== Dataset
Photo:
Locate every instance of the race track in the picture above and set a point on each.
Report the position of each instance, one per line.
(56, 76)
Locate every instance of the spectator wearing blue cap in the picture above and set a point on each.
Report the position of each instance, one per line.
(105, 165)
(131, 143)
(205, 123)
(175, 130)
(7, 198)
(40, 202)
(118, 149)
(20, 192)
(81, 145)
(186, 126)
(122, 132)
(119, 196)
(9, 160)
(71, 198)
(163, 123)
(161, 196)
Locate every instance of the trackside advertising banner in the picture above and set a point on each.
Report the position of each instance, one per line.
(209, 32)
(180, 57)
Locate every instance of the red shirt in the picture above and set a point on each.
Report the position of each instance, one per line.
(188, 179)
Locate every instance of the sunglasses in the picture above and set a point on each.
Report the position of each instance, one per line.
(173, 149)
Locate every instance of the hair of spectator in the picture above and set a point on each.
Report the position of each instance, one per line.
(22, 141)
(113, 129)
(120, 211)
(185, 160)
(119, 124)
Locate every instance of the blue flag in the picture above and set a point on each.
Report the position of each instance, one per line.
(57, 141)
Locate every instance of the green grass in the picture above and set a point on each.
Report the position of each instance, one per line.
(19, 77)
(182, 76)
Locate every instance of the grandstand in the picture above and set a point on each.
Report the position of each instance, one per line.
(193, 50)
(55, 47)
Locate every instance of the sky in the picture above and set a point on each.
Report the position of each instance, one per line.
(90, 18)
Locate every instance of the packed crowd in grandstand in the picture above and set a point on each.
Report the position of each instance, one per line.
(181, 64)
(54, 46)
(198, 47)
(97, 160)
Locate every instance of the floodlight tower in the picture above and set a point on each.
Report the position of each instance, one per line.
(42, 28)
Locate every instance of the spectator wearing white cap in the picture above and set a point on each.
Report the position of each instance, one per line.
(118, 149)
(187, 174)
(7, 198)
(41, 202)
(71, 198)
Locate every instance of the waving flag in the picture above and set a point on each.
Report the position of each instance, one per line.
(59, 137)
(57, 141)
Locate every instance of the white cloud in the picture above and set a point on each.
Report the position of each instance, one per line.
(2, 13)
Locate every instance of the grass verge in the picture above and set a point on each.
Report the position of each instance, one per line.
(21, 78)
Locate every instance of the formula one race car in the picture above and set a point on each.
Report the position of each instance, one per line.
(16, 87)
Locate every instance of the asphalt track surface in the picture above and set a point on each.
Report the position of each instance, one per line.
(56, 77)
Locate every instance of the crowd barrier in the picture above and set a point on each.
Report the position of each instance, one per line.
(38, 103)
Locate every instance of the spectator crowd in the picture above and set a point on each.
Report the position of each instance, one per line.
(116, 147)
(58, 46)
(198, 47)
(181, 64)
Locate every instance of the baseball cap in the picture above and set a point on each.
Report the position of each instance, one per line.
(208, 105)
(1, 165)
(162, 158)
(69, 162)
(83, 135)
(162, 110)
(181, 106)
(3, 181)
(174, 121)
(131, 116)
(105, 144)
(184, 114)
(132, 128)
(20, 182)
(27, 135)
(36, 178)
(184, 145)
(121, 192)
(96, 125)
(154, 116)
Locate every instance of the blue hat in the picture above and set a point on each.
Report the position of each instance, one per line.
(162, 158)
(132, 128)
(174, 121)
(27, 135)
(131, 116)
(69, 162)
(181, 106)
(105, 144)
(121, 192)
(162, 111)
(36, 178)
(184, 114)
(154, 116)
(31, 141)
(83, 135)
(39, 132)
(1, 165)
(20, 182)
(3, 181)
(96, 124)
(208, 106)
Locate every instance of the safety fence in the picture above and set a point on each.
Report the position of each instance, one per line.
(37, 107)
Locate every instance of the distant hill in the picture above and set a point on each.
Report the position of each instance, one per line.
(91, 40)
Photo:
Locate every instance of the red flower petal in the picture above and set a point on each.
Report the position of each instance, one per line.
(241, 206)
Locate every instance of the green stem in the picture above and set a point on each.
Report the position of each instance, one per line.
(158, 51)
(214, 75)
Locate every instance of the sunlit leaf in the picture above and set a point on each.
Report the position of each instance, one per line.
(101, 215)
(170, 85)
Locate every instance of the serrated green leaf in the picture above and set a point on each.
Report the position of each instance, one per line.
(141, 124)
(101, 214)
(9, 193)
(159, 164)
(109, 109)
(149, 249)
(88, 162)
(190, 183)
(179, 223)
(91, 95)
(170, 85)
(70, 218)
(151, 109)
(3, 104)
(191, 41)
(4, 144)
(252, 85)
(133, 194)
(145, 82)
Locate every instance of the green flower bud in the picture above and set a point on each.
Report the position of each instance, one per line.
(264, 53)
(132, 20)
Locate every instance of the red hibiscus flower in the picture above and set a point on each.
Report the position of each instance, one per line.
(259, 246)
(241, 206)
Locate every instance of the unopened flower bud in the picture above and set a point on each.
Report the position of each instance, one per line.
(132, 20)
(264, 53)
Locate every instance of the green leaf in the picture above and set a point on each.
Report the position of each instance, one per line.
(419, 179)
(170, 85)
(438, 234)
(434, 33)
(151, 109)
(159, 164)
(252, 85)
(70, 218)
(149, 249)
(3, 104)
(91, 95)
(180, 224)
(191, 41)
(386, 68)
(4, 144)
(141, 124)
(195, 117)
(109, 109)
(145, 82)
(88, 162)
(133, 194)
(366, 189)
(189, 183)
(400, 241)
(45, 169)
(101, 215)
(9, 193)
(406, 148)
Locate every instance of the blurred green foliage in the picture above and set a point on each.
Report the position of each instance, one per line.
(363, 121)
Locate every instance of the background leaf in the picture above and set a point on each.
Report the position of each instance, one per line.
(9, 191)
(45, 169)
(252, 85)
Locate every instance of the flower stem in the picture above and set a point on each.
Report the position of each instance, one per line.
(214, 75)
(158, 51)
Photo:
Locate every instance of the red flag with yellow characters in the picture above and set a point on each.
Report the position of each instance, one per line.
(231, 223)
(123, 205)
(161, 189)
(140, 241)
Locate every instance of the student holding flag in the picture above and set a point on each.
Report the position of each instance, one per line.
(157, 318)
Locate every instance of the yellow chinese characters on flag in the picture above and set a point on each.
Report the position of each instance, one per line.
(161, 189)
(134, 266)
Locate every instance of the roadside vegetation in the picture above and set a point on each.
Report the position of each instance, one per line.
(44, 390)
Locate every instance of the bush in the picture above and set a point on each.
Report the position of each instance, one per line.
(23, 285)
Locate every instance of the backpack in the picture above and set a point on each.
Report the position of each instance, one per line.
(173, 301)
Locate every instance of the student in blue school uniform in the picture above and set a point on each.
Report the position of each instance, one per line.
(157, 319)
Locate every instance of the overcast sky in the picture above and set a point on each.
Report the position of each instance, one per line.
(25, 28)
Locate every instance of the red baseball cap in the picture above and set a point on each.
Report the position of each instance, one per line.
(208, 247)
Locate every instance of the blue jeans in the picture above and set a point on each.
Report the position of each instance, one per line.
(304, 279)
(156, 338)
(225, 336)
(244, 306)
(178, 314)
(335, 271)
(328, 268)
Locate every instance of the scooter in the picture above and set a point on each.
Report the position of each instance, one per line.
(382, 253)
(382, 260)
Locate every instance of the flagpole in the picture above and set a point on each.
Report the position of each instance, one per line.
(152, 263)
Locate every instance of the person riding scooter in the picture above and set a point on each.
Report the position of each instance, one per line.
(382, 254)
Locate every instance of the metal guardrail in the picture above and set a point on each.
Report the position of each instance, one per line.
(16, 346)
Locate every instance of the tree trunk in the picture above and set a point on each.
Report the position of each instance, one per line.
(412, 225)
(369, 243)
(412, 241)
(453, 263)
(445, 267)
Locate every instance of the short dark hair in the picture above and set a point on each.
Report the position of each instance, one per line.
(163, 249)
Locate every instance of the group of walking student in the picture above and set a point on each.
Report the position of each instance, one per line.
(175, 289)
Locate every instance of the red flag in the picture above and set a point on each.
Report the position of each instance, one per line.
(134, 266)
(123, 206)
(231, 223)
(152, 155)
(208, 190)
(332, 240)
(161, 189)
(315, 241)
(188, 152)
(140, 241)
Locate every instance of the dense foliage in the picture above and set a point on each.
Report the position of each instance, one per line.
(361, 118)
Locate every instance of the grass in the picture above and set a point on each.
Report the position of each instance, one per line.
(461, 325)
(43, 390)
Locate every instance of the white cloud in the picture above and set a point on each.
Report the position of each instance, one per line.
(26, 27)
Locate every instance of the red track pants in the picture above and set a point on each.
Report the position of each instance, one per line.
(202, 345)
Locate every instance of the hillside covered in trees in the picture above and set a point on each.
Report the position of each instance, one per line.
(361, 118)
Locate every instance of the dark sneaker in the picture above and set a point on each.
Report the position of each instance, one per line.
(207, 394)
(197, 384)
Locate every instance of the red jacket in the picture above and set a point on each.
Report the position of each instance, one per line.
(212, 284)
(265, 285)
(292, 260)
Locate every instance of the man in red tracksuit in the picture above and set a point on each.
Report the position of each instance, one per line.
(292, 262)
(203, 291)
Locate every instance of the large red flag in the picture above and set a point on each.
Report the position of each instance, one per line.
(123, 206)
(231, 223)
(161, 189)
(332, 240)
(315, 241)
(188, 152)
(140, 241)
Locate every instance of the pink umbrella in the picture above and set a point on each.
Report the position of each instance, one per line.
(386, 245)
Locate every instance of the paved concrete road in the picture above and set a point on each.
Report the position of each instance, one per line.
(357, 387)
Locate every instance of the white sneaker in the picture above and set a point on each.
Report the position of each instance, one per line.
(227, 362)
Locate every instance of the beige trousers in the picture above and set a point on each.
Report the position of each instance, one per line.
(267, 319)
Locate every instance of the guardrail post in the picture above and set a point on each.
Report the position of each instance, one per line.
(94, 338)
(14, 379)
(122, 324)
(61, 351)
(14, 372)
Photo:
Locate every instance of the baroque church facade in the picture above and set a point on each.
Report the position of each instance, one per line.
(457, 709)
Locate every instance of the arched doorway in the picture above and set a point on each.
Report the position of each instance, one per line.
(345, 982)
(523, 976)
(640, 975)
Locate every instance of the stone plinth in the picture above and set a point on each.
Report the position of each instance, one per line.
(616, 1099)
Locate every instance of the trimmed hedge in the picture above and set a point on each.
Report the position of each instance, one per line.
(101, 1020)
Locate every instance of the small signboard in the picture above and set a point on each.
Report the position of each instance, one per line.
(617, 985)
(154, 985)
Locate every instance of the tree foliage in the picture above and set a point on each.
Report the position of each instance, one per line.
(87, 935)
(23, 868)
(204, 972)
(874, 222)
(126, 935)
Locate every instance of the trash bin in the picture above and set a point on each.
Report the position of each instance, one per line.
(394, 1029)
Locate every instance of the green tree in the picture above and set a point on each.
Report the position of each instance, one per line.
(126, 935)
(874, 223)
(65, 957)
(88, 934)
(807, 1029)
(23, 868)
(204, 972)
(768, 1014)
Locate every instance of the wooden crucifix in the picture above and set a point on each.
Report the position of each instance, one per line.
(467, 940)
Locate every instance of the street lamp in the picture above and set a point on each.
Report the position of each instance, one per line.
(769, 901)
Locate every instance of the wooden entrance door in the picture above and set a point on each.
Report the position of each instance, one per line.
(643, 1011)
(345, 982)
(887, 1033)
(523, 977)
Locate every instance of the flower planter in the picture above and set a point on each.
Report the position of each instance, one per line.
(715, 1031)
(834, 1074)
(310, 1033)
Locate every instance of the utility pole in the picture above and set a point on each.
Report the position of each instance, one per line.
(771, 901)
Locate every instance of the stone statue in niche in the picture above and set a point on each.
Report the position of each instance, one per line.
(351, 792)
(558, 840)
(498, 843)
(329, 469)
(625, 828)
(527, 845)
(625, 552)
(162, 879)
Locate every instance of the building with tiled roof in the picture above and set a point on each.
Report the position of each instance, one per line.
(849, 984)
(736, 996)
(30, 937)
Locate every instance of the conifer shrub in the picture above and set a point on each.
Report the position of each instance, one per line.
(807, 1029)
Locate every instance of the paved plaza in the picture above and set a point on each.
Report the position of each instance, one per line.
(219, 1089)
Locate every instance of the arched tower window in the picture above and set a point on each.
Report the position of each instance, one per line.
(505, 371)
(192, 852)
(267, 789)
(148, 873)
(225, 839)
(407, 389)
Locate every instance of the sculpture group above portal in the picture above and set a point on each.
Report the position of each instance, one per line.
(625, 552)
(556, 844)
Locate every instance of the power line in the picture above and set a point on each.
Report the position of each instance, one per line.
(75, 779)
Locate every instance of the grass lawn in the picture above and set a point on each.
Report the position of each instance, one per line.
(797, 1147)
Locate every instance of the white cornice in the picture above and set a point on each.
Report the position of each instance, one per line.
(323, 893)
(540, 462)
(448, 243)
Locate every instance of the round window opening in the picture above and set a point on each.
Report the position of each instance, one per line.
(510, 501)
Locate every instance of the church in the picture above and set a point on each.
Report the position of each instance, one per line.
====
_To be done:_ Duplicate the rows above verbatim, beginning with the line that contains "Locate every instance of the beige" and ending with the line that contains "(394, 1029)", both included.

_In response:_
Locate every instance of the beige trousers in the picture above and set a point on each.
Report the position of each instance, one per line.
(267, 319)
Locate every instance of the guardrail post in the picture above and set a point on each.
Report the position of each instance, one per line.
(94, 338)
(14, 379)
(122, 324)
(61, 351)
(14, 372)
Photo:
Locate every instance of the baroque church facade in the picture above and set a point on each.
Report the position of each instance, one per line.
(457, 709)
Locate every instance of the arched doorway in the picture above and set a point on each.
Report the position of each instance, one per line.
(345, 982)
(523, 976)
(640, 975)
Locate every instance of the stone plinth in the picture above and set a point on each.
Report the position of each instance, one per line.
(616, 1099)
Locate every instance of the trimmed hedge in the picture above and set a point on each.
Report the position of each instance, one per line.
(101, 1020)
Locate every instance of the small signboard in the picture above and set a point on each.
Report the position of each instance, one per line.
(617, 985)
(154, 985)
Locate every instance of the tree foliage in the picture above and set a point on each.
Report the position of each instance, one per line.
(87, 935)
(23, 868)
(204, 972)
(874, 222)
(126, 935)
Locate every instance of the trash bin in the picture above and set a point on each.
Report the position of each instance, one per line.
(394, 1029)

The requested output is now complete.